[Collection entries]
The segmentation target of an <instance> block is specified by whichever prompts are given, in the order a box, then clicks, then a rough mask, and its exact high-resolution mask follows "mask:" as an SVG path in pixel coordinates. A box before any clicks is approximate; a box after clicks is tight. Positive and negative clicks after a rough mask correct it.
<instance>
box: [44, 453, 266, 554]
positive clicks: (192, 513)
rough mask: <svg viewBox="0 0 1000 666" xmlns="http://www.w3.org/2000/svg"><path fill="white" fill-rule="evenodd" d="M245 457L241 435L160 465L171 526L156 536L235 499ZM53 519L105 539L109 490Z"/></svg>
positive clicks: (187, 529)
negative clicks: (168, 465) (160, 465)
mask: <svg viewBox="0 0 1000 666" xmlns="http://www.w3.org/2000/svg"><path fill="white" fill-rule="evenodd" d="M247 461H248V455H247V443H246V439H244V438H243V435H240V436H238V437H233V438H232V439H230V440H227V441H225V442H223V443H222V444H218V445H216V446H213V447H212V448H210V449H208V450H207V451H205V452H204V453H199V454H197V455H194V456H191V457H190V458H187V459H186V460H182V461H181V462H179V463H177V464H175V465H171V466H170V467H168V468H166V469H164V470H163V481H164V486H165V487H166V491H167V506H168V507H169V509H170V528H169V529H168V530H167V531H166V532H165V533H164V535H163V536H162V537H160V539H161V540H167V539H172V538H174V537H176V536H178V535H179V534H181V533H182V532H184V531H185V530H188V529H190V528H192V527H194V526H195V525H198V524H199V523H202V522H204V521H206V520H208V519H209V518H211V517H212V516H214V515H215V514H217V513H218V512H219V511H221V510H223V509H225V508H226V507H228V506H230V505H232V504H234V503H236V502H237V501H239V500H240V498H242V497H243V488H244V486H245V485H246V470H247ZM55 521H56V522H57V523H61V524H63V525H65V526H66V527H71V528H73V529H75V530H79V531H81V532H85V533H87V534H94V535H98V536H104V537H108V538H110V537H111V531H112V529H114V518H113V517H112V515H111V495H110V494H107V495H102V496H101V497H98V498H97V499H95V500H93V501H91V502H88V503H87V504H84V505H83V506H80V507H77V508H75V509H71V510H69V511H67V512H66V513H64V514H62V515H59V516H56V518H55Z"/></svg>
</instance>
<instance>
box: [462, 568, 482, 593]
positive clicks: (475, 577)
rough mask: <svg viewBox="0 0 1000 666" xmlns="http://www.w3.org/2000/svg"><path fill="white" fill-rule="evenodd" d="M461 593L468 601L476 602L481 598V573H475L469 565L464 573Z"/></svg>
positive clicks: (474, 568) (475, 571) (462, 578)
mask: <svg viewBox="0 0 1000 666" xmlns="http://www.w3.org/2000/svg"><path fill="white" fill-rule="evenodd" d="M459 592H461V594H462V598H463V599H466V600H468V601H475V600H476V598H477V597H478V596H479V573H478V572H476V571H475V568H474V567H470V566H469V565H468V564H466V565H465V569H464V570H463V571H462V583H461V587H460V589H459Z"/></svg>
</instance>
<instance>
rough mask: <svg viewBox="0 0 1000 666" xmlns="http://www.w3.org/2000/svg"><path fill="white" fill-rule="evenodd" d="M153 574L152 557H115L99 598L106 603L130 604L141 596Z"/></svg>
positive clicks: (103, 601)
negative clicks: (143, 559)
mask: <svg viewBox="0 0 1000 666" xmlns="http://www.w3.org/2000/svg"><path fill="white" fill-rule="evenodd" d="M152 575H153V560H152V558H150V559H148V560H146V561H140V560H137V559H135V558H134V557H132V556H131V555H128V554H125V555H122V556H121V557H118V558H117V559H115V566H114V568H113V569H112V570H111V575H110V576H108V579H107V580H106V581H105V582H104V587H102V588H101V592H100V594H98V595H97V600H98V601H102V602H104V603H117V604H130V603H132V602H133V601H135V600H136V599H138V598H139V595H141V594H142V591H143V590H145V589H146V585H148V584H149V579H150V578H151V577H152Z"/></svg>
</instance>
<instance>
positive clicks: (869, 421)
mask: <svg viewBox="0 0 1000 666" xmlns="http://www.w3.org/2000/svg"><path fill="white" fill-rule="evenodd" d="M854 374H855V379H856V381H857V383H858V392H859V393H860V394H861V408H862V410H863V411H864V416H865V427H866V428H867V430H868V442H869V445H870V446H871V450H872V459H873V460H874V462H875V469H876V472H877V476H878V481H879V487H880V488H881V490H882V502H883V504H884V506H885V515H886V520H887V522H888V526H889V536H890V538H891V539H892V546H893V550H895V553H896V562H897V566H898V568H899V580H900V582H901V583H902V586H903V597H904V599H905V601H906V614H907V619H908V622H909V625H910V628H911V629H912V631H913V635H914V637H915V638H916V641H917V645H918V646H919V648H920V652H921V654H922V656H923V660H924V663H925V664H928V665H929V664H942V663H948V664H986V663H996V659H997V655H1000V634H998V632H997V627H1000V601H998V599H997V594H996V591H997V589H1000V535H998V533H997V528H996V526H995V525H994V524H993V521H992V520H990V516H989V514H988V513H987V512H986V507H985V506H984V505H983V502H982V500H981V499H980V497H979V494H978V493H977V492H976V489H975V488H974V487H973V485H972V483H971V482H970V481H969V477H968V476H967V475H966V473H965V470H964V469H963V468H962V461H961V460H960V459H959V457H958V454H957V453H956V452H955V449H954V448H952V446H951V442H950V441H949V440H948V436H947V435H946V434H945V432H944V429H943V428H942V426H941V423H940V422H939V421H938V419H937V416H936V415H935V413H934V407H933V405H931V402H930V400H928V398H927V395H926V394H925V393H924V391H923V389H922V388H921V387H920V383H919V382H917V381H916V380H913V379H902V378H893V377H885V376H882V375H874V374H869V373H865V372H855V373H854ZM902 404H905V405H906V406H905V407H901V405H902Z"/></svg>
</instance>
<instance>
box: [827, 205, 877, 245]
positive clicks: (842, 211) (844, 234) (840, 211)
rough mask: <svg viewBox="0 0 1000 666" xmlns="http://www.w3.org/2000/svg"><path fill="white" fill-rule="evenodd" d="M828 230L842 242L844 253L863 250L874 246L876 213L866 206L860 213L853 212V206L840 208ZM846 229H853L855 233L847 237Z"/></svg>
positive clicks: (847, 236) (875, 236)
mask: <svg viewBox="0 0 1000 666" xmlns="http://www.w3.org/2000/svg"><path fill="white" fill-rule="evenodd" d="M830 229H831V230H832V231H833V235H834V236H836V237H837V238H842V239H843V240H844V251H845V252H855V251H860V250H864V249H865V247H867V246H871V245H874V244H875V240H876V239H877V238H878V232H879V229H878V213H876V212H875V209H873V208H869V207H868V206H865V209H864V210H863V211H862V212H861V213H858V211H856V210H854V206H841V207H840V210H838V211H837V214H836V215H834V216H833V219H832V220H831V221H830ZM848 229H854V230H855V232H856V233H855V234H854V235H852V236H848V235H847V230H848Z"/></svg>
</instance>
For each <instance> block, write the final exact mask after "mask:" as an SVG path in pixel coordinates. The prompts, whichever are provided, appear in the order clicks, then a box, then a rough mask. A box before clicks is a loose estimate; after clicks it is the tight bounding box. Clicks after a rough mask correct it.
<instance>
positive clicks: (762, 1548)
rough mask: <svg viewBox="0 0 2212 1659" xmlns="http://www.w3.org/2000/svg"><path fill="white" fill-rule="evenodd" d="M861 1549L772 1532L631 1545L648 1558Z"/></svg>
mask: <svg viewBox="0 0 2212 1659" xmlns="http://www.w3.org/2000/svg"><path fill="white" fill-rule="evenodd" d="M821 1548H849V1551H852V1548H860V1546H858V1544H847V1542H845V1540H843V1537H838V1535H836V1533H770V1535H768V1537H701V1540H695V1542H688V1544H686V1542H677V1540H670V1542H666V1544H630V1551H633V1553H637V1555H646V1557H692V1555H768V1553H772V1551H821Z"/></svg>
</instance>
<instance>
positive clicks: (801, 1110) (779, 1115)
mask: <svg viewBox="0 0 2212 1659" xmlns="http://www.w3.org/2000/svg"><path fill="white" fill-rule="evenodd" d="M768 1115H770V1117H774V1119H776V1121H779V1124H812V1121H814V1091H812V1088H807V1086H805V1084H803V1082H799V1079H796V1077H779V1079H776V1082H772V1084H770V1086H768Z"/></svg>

WORK REQUEST
Gather every line of the records above that contains the string "rough".

YOUR RESPONSE
The segmentation target of an <instance> block is specified by whichever prompts are given, in the order a box, then clicks, then a rough mask, and its exact high-resolution mask follows "mask:" as an SVG path in pixel coordinates. A box before any clicks is approximate; a box after clicks is tight. Positive and negative clicks after a rough mask correct it.
rough mask: <svg viewBox="0 0 1000 666" xmlns="http://www.w3.org/2000/svg"><path fill="white" fill-rule="evenodd" d="M245 457L241 435L160 465L171 526L156 536L235 499ZM53 519L105 539L109 490Z"/></svg>
rough mask: <svg viewBox="0 0 1000 666" xmlns="http://www.w3.org/2000/svg"><path fill="white" fill-rule="evenodd" d="M461 593L468 601L476 602L481 598V573H475L469 565L464 573Z"/></svg>
rough mask: <svg viewBox="0 0 1000 666" xmlns="http://www.w3.org/2000/svg"><path fill="white" fill-rule="evenodd" d="M153 574L152 557H115L99 598L106 603L130 604L141 596Z"/></svg>
rough mask: <svg viewBox="0 0 1000 666" xmlns="http://www.w3.org/2000/svg"><path fill="white" fill-rule="evenodd" d="M828 230L842 242L844 253L863 250L874 246L876 213L866 206L860 213L853 212V206L840 208ZM846 229H853L855 233L847 237Z"/></svg>
For each <instance> block, write the final exact mask after "mask:" as an SVG path in pixel coordinates. The prompts, whichever are provided, appear in the order clicks, then a box, then a rough mask. A box before clicks is a loose estimate; after clicks it is the tight bounding box. Clicks after a rough mask correct it.
rough mask: <svg viewBox="0 0 2212 1659" xmlns="http://www.w3.org/2000/svg"><path fill="white" fill-rule="evenodd" d="M861 1549L772 1532L631 1545L648 1558Z"/></svg>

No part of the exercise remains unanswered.